EXERCISE DETAILS >> Render the stretch of the listing below from the line containing "Task: tag the jean pocket" through the line containing "x=189, y=297" as a Markdown table with the columns Row and Line. Number each line in Row, put its text in Line, and leave out blank lines.

Items stored from a collection:
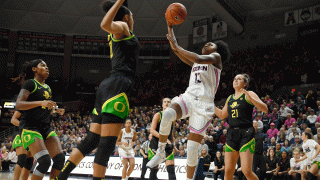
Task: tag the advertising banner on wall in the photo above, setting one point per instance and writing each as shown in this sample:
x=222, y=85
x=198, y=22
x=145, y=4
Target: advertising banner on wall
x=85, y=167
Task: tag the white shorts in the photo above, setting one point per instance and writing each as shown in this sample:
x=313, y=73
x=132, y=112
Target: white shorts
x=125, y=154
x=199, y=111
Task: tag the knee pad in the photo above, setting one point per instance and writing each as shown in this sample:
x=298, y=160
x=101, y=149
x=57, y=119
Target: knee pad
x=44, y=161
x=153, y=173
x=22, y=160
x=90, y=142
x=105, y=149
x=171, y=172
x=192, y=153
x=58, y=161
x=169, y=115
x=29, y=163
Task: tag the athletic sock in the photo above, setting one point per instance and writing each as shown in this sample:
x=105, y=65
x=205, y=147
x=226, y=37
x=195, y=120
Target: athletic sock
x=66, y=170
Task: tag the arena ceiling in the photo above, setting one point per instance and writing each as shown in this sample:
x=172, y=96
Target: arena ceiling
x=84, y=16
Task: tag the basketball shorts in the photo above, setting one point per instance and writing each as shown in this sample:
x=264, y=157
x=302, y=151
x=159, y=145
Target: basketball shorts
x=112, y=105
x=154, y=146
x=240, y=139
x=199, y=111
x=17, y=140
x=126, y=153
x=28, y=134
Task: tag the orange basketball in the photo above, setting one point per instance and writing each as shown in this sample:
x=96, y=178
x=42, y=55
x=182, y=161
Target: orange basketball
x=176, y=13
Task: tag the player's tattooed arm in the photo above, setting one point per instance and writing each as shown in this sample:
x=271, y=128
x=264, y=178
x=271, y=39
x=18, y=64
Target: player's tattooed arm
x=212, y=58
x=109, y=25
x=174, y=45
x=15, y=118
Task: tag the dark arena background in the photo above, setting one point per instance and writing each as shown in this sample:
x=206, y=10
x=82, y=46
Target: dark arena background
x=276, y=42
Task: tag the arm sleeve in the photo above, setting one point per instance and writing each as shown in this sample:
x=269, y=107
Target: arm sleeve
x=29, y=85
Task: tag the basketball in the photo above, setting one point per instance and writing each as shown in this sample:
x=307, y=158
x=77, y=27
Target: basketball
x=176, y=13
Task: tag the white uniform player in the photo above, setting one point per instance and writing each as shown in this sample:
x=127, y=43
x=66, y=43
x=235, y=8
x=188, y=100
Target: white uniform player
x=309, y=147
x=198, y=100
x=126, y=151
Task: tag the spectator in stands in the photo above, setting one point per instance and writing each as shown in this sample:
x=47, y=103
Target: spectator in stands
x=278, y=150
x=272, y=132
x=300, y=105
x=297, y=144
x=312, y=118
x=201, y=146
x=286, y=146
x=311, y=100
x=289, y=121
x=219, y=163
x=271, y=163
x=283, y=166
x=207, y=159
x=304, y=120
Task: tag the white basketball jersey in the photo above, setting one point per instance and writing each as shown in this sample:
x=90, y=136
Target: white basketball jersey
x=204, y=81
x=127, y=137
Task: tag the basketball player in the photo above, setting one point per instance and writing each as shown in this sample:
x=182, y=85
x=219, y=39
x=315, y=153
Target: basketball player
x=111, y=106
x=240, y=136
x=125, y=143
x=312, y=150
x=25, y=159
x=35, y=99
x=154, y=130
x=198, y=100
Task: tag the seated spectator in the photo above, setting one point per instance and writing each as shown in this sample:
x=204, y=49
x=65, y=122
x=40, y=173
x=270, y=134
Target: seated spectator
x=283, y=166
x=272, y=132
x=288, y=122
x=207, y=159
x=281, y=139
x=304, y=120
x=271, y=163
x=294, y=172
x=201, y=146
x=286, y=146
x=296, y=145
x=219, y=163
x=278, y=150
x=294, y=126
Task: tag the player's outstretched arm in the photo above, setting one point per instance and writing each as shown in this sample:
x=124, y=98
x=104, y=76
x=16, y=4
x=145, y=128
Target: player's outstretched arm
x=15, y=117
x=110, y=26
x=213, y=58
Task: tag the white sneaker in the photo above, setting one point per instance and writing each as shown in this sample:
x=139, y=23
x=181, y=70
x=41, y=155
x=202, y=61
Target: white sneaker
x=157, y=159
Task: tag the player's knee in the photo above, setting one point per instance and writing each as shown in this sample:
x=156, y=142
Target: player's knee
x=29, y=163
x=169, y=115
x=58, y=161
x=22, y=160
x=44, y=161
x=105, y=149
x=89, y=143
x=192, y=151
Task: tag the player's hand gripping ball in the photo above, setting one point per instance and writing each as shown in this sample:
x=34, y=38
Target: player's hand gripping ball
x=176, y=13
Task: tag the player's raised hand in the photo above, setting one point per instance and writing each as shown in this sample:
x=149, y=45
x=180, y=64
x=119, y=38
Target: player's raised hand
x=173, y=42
==
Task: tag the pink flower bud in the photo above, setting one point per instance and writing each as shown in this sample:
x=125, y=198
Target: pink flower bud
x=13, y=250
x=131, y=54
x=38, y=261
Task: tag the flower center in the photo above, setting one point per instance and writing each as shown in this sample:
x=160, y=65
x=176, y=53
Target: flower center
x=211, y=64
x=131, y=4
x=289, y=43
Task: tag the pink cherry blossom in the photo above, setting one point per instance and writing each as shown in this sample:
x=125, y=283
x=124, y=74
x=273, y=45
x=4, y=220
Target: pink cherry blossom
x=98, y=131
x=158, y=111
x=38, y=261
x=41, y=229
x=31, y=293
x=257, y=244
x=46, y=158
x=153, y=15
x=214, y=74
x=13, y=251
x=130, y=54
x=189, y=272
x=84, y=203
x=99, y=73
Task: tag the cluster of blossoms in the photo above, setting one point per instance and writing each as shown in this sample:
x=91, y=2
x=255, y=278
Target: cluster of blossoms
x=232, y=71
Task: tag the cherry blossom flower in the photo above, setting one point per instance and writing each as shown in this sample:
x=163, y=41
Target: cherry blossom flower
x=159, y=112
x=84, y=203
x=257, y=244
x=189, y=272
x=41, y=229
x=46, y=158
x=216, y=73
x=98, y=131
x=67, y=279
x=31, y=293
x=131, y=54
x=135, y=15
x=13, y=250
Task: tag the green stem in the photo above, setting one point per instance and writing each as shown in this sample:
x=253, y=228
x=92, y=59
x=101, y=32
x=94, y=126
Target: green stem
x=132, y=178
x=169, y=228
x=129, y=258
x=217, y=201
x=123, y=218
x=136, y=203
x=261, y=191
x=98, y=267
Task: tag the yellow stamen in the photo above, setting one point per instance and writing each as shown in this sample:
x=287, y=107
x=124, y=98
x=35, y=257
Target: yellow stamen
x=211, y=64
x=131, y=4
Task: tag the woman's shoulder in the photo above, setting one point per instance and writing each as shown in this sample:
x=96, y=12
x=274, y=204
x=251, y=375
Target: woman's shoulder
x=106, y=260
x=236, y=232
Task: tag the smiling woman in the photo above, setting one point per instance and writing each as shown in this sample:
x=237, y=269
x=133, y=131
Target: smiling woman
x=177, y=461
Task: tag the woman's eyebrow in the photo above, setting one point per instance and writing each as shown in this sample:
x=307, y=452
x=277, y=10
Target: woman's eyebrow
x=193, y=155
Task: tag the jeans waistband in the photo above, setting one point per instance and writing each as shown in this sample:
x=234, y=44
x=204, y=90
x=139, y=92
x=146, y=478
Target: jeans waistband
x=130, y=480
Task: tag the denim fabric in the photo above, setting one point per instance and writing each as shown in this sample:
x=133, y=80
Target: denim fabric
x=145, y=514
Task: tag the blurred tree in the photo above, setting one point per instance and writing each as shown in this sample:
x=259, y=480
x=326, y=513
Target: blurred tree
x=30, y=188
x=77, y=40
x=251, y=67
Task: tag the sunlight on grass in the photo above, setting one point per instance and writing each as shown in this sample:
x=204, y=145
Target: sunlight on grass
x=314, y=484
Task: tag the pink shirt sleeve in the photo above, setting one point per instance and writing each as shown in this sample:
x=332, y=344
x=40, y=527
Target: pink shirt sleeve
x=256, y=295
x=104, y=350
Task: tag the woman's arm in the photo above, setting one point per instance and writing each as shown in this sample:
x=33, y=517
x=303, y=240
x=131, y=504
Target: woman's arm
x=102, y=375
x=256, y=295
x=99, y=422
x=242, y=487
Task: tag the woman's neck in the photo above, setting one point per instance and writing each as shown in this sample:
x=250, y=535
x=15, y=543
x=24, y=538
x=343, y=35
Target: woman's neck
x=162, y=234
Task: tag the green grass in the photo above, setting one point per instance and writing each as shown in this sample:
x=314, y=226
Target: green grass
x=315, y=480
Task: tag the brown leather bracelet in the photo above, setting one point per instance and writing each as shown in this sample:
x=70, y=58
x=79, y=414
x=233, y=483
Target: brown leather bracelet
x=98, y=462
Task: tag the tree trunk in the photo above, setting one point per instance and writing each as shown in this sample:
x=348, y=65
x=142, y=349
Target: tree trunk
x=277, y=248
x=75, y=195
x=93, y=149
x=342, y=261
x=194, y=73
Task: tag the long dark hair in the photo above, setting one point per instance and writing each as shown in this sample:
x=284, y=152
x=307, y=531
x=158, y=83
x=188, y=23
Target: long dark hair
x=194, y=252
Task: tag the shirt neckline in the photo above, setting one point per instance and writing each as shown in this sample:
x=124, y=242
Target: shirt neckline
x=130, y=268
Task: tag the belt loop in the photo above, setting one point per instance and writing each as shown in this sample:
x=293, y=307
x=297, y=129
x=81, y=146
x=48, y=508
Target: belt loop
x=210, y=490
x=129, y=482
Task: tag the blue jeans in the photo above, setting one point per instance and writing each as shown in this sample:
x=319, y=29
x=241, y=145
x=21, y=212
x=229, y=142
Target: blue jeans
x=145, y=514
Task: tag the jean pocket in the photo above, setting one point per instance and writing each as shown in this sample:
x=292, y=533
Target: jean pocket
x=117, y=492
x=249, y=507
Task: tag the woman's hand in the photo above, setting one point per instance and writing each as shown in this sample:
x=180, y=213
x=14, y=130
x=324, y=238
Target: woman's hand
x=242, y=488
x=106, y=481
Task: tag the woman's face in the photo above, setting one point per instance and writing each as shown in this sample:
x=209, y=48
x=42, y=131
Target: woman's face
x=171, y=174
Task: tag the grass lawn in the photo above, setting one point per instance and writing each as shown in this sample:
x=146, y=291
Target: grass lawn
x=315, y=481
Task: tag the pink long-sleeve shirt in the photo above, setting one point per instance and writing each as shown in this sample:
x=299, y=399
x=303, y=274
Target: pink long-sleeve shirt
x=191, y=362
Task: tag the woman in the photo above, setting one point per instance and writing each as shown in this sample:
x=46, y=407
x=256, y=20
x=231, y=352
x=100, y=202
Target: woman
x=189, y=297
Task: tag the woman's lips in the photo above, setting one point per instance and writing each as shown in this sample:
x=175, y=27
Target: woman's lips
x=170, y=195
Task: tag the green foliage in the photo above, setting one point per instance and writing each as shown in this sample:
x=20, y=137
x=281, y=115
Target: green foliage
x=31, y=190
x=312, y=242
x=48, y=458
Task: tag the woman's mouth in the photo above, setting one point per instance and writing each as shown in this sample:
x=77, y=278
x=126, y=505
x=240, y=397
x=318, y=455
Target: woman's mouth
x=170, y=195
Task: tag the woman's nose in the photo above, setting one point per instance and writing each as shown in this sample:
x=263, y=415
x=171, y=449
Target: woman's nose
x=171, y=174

THE REPLY >>
| Row | Line |
|---|---|
| 1 | Task: tag the jean pocket in the photo above, setting one point per instance and writing each as shown in this sample: |
| 2 | x=292, y=533 |
| 3 | Target: jean pocket |
| 4 | x=117, y=492 |
| 5 | x=249, y=507 |
| 6 | Task: tag the woman's hand in the photo above, setting one point per instance and writing each as shown in this sample: |
| 7 | x=180, y=213 |
| 8 | x=14, y=130 |
| 9 | x=324, y=238 |
| 10 | Target: woman's hand |
| 11 | x=242, y=488 |
| 12 | x=106, y=481 |
| 13 | Task: tag the woman's face in the photo above, setting one point per instance and writing each as shown in this sample: |
| 14 | x=209, y=48 |
| 15 | x=42, y=131 |
| 16 | Target: woman's face |
| 17 | x=171, y=174 |
| 18 | Task: tag the grass lawn in the photo above, setting one point per instance and writing each as shown in this sample: |
| 19 | x=146, y=291 |
| 20 | Target: grass lawn |
| 21 | x=315, y=481 |
| 22 | Task: tag the pink long-sleeve shirt in the photo above, setting one point per instance and writing each as shown in this sample: |
| 23 | x=299, y=399 |
| 24 | x=303, y=274 |
| 25 | Target: pink long-sleeve shirt |
| 26 | x=191, y=362 |
| 27 | Task: tag the woman in the photo above, setting one point per instance and writing each as shown in this sample: |
| 28 | x=46, y=407 |
| 29 | x=256, y=20 |
| 30 | x=231, y=352 |
| 31 | x=100, y=202 |
| 32 | Target: woman |
| 33 | x=189, y=297 |